HOW TO COMPLETE THIS TASK: Copy word for word, please, the lines of the entries below running from the one containing "box: [358, 249, 378, 354]" to the one containing "positive clicks: (375, 252)", both ends included.

============================================================

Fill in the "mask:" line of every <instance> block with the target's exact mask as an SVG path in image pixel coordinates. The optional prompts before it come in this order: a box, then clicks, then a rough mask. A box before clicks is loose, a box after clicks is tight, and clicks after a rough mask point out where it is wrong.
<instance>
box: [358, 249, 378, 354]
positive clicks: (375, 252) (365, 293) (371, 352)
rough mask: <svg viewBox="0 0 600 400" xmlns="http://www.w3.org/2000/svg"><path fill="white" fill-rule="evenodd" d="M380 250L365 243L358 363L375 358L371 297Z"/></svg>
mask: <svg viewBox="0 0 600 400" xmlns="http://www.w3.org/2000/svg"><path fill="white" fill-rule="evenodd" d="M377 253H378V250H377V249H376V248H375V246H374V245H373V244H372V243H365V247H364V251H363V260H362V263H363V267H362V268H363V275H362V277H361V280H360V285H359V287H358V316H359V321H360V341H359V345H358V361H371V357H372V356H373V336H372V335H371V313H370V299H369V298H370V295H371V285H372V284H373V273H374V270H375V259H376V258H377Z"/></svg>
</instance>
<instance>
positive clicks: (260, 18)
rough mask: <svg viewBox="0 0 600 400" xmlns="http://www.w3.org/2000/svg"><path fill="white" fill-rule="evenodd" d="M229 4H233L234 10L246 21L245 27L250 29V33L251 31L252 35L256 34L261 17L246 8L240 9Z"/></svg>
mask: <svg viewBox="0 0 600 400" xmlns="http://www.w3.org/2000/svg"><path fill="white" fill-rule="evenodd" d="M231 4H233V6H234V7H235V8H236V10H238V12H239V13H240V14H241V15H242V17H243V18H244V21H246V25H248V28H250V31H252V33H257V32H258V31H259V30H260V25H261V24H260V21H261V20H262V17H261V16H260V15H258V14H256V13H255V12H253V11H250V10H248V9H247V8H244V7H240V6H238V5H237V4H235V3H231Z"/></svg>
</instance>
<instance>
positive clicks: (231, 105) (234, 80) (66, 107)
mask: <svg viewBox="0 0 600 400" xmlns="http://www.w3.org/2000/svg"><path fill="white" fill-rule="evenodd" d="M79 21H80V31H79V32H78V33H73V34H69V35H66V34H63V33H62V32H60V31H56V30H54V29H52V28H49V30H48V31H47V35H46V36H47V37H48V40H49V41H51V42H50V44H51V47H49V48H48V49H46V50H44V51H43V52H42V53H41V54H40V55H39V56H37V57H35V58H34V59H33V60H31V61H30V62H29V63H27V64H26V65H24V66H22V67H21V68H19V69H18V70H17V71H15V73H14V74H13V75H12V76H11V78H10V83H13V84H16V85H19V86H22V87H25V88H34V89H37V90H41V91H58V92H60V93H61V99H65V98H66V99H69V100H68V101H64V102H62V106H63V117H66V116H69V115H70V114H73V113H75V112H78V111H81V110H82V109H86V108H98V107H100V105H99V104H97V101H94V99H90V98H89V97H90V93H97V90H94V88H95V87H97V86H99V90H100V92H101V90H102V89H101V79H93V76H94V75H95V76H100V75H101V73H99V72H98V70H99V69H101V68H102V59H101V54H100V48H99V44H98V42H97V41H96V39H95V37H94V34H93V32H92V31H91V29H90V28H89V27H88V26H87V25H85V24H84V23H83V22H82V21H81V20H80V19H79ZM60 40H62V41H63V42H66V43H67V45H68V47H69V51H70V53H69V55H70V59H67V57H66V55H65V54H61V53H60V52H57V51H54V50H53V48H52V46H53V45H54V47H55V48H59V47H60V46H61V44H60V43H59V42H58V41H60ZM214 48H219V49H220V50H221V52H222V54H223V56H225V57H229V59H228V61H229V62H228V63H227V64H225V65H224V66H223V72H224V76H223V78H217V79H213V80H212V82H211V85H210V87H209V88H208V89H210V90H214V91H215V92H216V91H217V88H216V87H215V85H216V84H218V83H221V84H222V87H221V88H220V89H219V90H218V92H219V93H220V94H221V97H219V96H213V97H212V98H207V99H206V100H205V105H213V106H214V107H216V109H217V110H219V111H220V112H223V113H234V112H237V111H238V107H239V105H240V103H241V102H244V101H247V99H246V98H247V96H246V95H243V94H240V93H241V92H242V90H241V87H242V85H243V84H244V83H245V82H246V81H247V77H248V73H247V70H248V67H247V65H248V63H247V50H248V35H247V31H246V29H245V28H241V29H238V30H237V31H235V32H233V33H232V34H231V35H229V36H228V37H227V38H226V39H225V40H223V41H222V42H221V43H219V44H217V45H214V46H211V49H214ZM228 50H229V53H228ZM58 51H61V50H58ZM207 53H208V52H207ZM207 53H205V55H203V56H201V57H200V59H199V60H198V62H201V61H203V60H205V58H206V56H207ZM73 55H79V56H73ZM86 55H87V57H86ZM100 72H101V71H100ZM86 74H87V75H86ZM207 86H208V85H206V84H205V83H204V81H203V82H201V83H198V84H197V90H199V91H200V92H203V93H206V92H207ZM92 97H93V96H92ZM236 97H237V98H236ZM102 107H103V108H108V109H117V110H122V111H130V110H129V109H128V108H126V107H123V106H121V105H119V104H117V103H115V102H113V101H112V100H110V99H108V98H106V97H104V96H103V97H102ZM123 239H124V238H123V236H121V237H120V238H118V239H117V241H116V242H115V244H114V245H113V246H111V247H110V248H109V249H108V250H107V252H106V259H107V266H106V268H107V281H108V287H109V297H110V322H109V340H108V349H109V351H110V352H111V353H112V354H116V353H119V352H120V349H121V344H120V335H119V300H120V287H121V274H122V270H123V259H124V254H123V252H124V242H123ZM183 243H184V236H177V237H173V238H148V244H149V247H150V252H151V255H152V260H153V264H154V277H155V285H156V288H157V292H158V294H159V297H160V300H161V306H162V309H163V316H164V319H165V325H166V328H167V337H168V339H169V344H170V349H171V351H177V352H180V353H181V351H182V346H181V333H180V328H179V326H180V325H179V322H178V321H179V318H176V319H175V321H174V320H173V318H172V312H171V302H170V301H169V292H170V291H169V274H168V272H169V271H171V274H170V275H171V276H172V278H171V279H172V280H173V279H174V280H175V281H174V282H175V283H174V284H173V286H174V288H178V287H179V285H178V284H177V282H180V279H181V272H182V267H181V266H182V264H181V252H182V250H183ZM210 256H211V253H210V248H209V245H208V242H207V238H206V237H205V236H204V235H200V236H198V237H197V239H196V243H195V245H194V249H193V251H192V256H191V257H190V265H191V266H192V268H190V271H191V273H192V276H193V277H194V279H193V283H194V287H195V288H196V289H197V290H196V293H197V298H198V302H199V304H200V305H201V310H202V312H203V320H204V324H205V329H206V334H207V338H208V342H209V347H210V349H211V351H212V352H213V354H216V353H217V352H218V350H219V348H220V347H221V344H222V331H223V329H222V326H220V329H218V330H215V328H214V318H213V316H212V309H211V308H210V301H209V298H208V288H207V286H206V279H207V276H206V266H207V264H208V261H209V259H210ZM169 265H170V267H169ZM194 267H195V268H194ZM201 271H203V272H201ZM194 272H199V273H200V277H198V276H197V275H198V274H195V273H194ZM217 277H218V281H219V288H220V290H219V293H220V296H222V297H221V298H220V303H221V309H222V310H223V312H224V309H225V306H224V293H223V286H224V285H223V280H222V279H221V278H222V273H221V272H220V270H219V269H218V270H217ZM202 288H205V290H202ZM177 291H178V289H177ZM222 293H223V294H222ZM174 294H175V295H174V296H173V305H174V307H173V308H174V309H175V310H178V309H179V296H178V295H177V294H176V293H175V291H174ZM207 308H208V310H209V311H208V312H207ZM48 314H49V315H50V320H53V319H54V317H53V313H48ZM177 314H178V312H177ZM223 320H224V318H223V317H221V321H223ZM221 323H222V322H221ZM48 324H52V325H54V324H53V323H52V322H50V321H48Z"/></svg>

============================================================

ANSWER TO THIS TASK:
box: [358, 249, 378, 354]
positive clicks: (375, 252) (365, 293) (371, 352)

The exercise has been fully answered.